• _WORK REQUEST_:
Some lines in the entries contain the word "parked". Copy all of them.

Stored data entries

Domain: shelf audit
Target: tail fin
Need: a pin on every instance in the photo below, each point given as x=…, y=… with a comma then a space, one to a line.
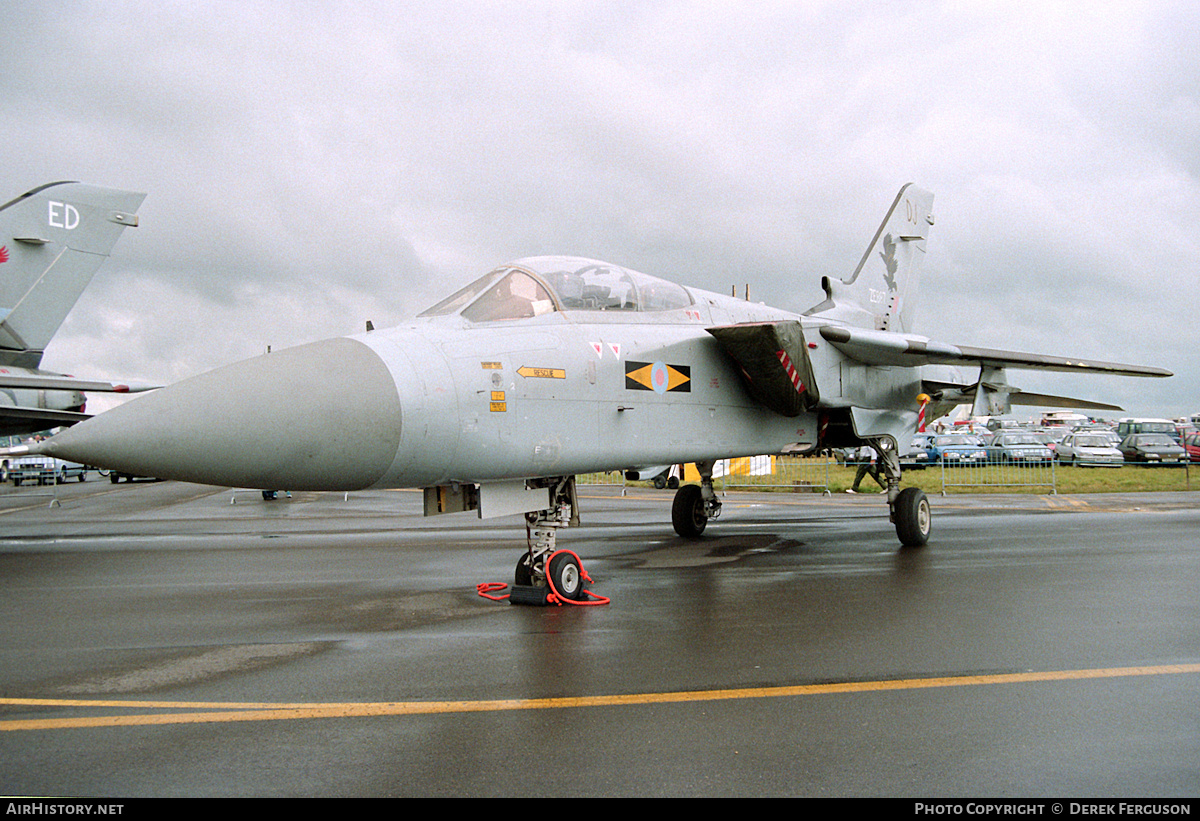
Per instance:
x=52, y=241
x=882, y=292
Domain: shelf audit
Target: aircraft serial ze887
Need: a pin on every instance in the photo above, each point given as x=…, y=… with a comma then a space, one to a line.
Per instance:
x=546, y=367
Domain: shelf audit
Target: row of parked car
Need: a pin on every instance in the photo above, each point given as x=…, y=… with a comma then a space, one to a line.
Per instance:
x=1090, y=447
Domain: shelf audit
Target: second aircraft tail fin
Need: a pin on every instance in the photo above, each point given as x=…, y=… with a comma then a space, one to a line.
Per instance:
x=52, y=241
x=882, y=292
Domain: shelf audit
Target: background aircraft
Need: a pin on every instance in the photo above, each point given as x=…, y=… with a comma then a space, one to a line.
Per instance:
x=53, y=239
x=493, y=399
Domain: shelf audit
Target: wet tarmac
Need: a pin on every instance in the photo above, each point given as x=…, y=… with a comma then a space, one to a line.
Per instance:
x=159, y=640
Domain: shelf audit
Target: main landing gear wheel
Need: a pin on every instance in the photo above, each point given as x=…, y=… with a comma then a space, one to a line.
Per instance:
x=912, y=517
x=688, y=513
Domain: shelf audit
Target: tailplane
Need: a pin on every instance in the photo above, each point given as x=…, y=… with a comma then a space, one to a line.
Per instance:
x=882, y=292
x=52, y=241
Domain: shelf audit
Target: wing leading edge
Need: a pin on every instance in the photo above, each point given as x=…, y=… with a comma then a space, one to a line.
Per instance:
x=905, y=349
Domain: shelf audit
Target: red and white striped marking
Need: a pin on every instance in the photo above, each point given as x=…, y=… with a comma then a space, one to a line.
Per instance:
x=792, y=373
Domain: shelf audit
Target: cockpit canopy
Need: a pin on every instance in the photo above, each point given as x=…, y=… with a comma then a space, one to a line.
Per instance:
x=534, y=286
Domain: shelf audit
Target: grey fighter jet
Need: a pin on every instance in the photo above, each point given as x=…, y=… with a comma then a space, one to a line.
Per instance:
x=546, y=367
x=52, y=241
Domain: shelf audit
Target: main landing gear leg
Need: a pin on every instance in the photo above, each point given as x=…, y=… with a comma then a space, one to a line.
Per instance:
x=694, y=505
x=544, y=569
x=909, y=508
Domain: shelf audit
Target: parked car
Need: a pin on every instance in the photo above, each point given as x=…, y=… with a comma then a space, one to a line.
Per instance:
x=1128, y=426
x=64, y=471
x=921, y=454
x=1192, y=444
x=1151, y=449
x=31, y=468
x=1090, y=449
x=960, y=449
x=1021, y=448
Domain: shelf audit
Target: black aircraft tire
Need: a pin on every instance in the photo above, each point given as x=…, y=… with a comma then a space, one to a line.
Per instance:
x=565, y=576
x=688, y=511
x=913, y=517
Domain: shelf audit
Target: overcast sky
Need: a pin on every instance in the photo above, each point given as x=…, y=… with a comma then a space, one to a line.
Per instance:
x=310, y=166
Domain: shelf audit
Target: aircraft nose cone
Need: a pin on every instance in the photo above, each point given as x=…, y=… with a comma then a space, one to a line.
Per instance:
x=318, y=417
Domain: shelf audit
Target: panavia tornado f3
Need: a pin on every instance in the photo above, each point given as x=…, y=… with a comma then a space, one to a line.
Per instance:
x=546, y=367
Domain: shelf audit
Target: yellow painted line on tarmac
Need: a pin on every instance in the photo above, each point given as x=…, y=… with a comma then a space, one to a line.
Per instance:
x=205, y=712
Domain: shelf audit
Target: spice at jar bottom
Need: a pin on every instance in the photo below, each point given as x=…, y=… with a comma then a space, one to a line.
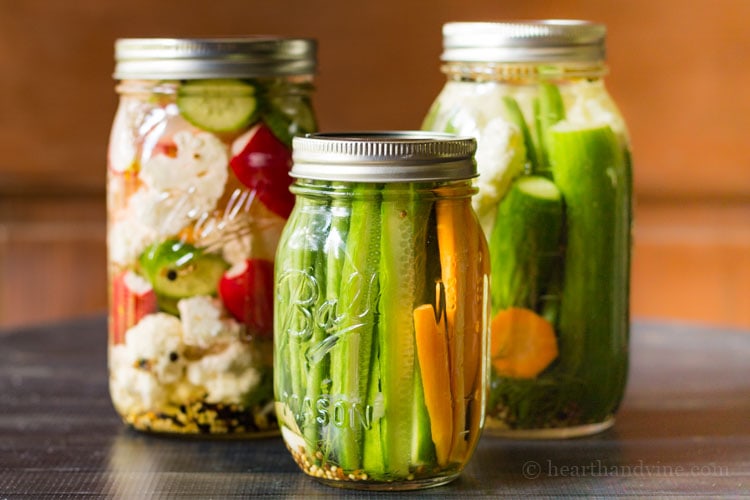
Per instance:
x=382, y=310
x=197, y=196
x=554, y=200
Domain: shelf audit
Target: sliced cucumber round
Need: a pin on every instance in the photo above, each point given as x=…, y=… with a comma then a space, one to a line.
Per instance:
x=225, y=105
x=179, y=270
x=290, y=116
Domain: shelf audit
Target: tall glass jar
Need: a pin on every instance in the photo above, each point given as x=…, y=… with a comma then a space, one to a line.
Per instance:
x=554, y=200
x=382, y=310
x=197, y=194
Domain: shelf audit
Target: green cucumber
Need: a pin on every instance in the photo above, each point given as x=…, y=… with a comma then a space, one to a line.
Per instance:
x=525, y=243
x=290, y=116
x=220, y=105
x=590, y=169
x=358, y=301
x=402, y=267
x=515, y=115
x=178, y=270
x=329, y=277
x=549, y=110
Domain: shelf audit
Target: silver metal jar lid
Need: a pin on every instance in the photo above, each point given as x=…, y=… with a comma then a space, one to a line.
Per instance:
x=183, y=58
x=387, y=156
x=525, y=41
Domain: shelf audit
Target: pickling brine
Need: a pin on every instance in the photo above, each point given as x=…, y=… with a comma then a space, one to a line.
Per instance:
x=554, y=200
x=381, y=311
x=198, y=194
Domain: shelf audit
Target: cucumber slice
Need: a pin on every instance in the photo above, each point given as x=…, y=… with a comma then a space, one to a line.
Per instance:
x=218, y=105
x=290, y=116
x=525, y=243
x=178, y=270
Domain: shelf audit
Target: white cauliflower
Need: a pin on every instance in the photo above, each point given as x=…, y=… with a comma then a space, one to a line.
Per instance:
x=501, y=156
x=126, y=240
x=589, y=104
x=227, y=376
x=166, y=213
x=202, y=324
x=133, y=390
x=155, y=345
x=200, y=167
x=129, y=119
x=477, y=110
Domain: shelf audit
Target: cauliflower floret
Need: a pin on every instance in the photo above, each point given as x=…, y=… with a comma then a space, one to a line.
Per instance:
x=200, y=167
x=501, y=155
x=166, y=213
x=131, y=115
x=155, y=345
x=588, y=103
x=202, y=325
x=133, y=390
x=227, y=376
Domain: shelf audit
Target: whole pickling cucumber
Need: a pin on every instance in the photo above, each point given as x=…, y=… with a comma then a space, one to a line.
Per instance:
x=525, y=243
x=589, y=167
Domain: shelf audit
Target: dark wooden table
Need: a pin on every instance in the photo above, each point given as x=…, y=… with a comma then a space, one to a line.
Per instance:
x=684, y=429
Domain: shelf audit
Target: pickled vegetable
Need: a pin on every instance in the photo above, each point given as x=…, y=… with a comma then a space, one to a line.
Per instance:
x=375, y=381
x=559, y=234
x=198, y=197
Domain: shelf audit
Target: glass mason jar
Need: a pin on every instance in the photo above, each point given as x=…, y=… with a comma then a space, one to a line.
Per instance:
x=198, y=193
x=382, y=309
x=554, y=200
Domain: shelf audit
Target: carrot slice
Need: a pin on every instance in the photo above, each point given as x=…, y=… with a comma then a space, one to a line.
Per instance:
x=522, y=343
x=432, y=352
x=452, y=237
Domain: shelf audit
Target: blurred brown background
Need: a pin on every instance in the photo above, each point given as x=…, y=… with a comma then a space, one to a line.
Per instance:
x=678, y=72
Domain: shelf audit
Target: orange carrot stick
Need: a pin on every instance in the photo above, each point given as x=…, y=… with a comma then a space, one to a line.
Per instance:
x=522, y=344
x=452, y=239
x=432, y=352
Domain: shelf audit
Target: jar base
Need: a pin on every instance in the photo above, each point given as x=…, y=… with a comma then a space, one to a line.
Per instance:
x=409, y=485
x=498, y=430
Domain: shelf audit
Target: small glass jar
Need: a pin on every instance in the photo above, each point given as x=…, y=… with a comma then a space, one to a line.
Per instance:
x=382, y=310
x=554, y=200
x=197, y=196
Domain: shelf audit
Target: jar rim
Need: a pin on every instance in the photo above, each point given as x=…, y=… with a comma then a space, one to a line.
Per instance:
x=383, y=156
x=546, y=40
x=196, y=58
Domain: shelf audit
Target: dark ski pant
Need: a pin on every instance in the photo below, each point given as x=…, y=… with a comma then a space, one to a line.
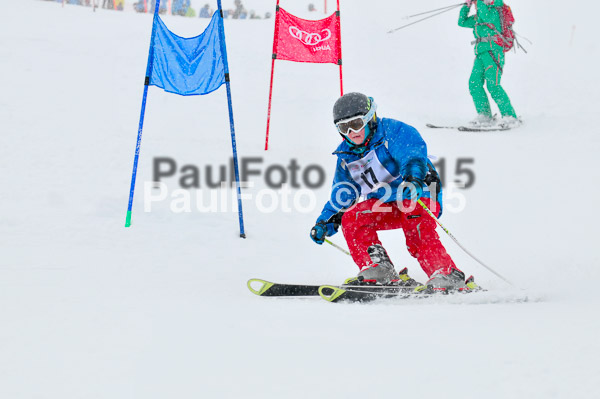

• _RESPONSE BELOW_:
Target: row of parked car
Target: parked car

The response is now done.